## [Prompt]
Copy the entries below word for word, leaving out the pictures.
-- START Data to process --
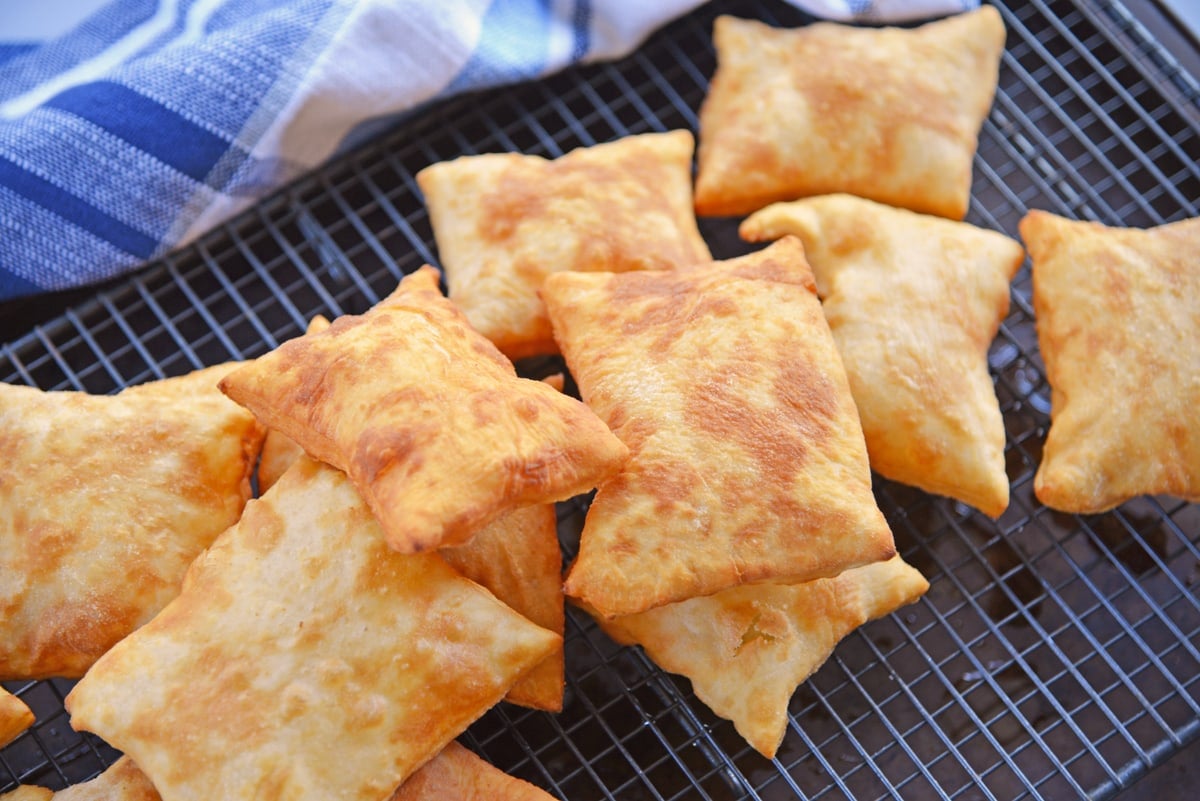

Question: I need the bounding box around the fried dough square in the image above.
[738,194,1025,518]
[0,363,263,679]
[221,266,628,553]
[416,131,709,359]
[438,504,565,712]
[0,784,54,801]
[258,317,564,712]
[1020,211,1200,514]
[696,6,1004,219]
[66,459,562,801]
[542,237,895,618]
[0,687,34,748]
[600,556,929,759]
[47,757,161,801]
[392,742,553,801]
-- END Data to process --
## [Correct result]
Question: I need the bounding box around the fried dough square in the image above.
[738,194,1025,518]
[0,363,263,679]
[221,266,628,553]
[416,131,709,359]
[438,504,565,712]
[0,784,54,801]
[258,317,564,712]
[1020,211,1200,514]
[696,6,1004,219]
[66,459,562,801]
[542,237,895,618]
[0,687,34,748]
[600,556,929,759]
[47,757,161,801]
[392,742,553,801]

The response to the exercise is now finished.